DIRECTIONS FOR THIS TASK ->
Every line below is to be quoted exactly, with nothing added or dropped.

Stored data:
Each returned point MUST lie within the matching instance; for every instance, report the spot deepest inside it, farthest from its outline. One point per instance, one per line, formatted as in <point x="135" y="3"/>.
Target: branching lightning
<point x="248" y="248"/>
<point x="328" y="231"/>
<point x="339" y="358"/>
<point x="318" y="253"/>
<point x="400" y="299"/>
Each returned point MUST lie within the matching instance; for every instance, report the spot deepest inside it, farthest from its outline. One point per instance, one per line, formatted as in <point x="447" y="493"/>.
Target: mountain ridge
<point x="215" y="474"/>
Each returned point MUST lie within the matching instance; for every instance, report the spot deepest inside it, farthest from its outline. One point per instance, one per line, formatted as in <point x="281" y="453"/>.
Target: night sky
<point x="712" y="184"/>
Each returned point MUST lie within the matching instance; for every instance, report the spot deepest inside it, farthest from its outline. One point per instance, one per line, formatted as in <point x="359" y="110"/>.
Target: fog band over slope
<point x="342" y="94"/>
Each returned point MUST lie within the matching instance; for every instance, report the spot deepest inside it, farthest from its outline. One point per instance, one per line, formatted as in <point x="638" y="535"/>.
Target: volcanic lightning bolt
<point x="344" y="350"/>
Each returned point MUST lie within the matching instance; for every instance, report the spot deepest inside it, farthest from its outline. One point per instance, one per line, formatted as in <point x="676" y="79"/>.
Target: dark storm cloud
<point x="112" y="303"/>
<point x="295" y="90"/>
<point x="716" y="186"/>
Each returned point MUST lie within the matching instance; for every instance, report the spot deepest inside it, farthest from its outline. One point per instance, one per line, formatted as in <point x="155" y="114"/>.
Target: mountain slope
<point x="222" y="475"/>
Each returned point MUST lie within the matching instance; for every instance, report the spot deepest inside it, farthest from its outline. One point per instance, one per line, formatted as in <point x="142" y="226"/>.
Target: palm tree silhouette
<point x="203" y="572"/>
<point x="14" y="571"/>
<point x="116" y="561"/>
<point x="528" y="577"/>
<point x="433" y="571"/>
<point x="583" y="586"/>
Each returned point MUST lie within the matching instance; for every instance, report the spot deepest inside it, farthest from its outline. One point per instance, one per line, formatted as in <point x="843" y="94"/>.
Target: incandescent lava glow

RESPONSE TO THIS TASK ->
Each returned point MUST lie within the matching instance; for every instance, report the spot deepest inside it, farthest from its outline. One point per instance, one per line, formatted as in <point x="135" y="3"/>.
Target: branching lightning
<point x="248" y="248"/>
<point x="328" y="231"/>
<point x="339" y="358"/>
<point x="318" y="253"/>
<point x="400" y="299"/>
Each returned point MUST lie within the matching instance; for every instance, report the spot deepest inside it, farthest from its outline. One point per instance, one per line, formatted as in <point x="447" y="493"/>.
Target: mountain ridge
<point x="215" y="474"/>
Each returned point MUST lie within the matching instance; for every instance, report the spot deepest inside it, farthest from its outline. One point per instance, one per line, formatted as in <point x="281" y="453"/>.
Target: night sky
<point x="712" y="184"/>
Each returned point MUST lie within the matching instance; for every instance, report the spot deepest inside it, farthest from its outline. One point per instance, one per line, formatted as in <point x="359" y="110"/>.
Target: fog band over slope
<point x="342" y="94"/>
Each returned point MUST lie within the matching instance; for every instance, report the spot deepest inside it, farthest from its outline. One point per instance, one per line, formatted as in <point x="638" y="535"/>.
Target: volcanic lightning bolt
<point x="344" y="350"/>
Each returned point MUST lie within the matching instance; for every instance, report the spot deepest inside it, farthest from its outline. One point per instance, one per line, formatted as in <point x="676" y="79"/>.
Target: dark storm cloud
<point x="112" y="303"/>
<point x="295" y="90"/>
<point x="716" y="186"/>
Each returned point MUST lie within the matching instance; for every instance, report the spot deepest inside it, farthest from its outline. One point per instance, one per line, formatted as in <point x="155" y="114"/>.
Target: mountain slope
<point x="222" y="475"/>
Each returned point MUST lie within the matching instance; for every instance, report the spot deepest inside it, farthest from its outline. One point per instance, one per line, formatted as in <point x="142" y="226"/>.
Target: palm tree silhouette
<point x="203" y="572"/>
<point x="14" y="571"/>
<point x="116" y="561"/>
<point x="528" y="577"/>
<point x="433" y="571"/>
<point x="583" y="586"/>
Each returned point MUST lie within the matching instance; for every instance, report the spot deepest inside it, farthest from its outline. One point per instance, one per line, formatted as in <point x="843" y="94"/>.
Target: incandescent lava glow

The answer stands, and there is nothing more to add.